## STUDY QUESTIONS:
1. Reproduce the stretch of the article on joyful learning from "Dr. Tom Ralston" through "what it isn’t.".
2. Answer these questions from the article on joyful learning:
(a) Which month and year does the opening paragraph mention?
(b) Which source is cited for the finding that joy is the key to engagement and learning?
(c) At which school is Dr. Tom Ralston pictured with a student?

3 small steps that can fill this school year with moments of joyful learning

Photo by Ben Filio for Remake Learning.

Doesn’t March 2020 seem like such a long time ago? Here we are starting yet another school year, and the virus is still with us. Schools are planning all kinds of logistics to keep everyone safe. Meanwhile, lines have been drawn over opinions on masking. Oh my! When will it all end?

The truth is, we don’t know. We can’t wait for the pandemic to cease its grip on us. And we can’t pretend this time hasn’t been incredibly stressful for children and families — especially those who were already shouldering daily challenges before the pandemic began.  

But even as we face these realities, it’s imperative that we focus on rediscovering the joy of learning and school. As an educator, it’s always been my central belief that joy is at the center of learning — pandemic or no pandemic.

Dr. Tom Ralston with a student at Avonworth Primary Center. Photo courtesy of Avonworth School District.

Research tells us that joy is the key to engagement and learning (Ford & Ortiz, 2012). During the past year and a half, I’ve been inspired by many teachers who have managed to find and maintain positivity and joy in their classrooms and schools. It’s not surprising, though. Master teachers keep this at the top of their minds when they plan their learning activities.

All of us can play a valuable role in ensuring that joy is at the center of the learning experience for our children. Here are some simple ways you can help as this school year begins: 

Consider what joyful learning is — and what it isn’t.

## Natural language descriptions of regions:
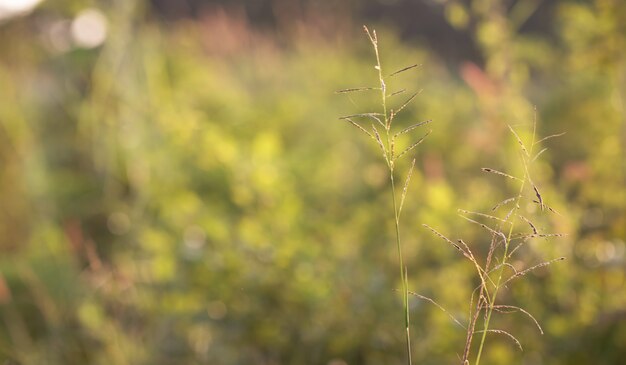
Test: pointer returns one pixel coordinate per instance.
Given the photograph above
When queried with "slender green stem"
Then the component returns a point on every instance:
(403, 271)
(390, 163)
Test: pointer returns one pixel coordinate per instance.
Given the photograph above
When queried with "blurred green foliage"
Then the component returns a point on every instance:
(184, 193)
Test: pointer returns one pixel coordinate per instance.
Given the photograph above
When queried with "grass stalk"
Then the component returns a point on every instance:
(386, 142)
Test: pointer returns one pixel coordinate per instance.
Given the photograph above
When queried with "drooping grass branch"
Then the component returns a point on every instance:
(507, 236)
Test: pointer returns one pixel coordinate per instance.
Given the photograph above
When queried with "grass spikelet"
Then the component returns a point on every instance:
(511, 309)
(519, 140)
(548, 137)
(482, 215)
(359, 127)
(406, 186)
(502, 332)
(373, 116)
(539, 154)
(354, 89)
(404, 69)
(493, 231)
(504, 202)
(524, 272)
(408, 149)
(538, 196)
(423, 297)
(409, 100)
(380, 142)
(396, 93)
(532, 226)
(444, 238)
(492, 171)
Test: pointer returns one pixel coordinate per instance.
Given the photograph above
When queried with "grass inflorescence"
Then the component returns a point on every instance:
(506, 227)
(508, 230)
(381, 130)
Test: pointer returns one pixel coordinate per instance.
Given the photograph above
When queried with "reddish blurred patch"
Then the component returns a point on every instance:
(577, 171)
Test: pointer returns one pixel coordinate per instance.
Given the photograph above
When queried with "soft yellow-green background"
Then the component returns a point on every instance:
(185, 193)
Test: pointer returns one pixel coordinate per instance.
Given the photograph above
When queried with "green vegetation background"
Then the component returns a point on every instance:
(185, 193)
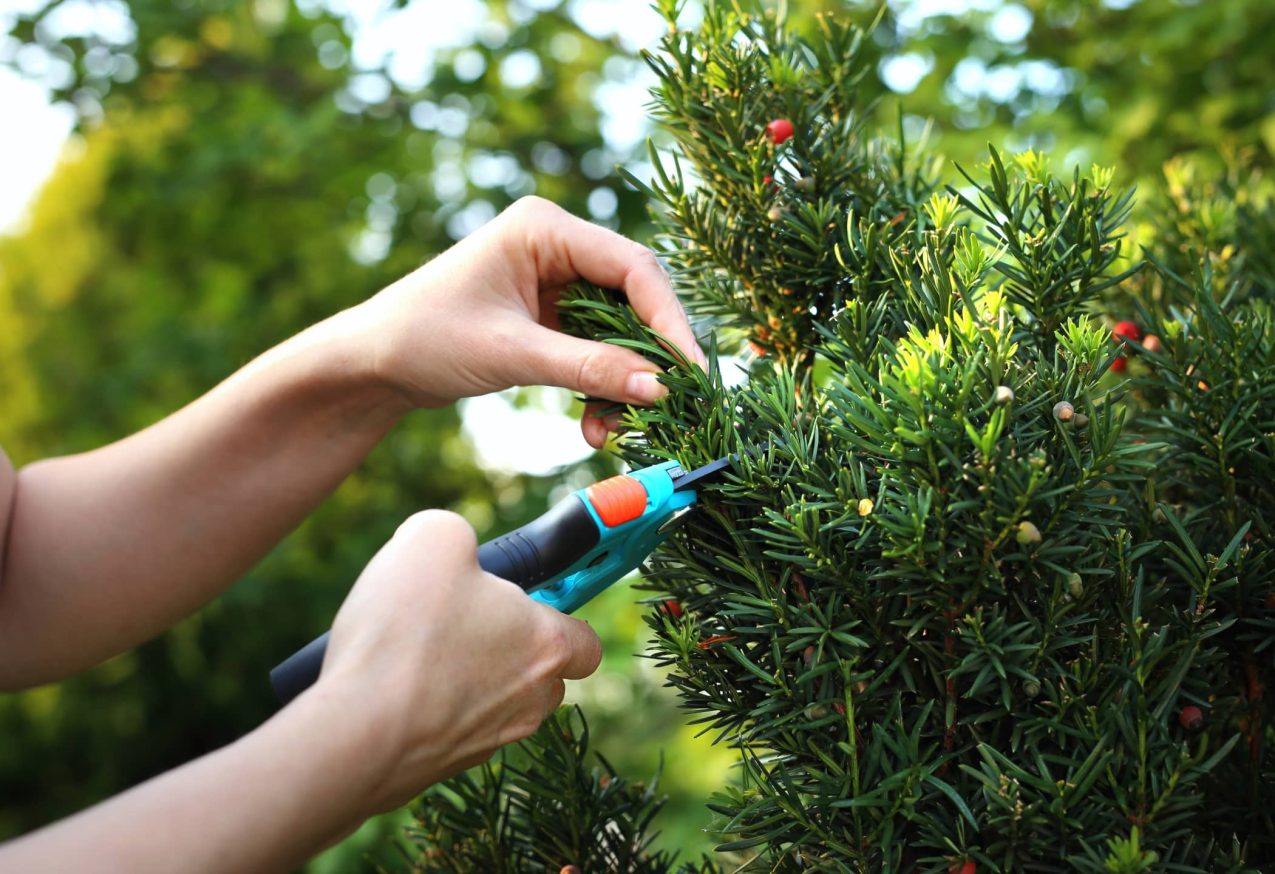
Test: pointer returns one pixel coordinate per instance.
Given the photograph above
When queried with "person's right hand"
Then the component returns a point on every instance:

## RESPONSES BY ITEM NUMBER:
1.
Dr. Tom Ralston with a student at Avonworth Primary Center. Photo courtesy of Avonworth School District.

Research tells us that joy is the key to engagement and learning (Ford & Ortiz, 2012). During the past year and a half, I’ve been inspired by many teachers who have managed to find and maintain positivity and joy in their classrooms and schools. It’s not surprising, though. Master teachers keep this at the top of their minds when they plan their learning activities.

All of us can play a valuable role in ensuring that joy is at the center of the learning experience for our children. Here are some simple ways you can help as this school year begins: 

Consider what joyful learning is — and what it isn’t.

2.
(a) March 2020
(b) Ford & Ortiz, 2012
(c) Avonworth Primary Center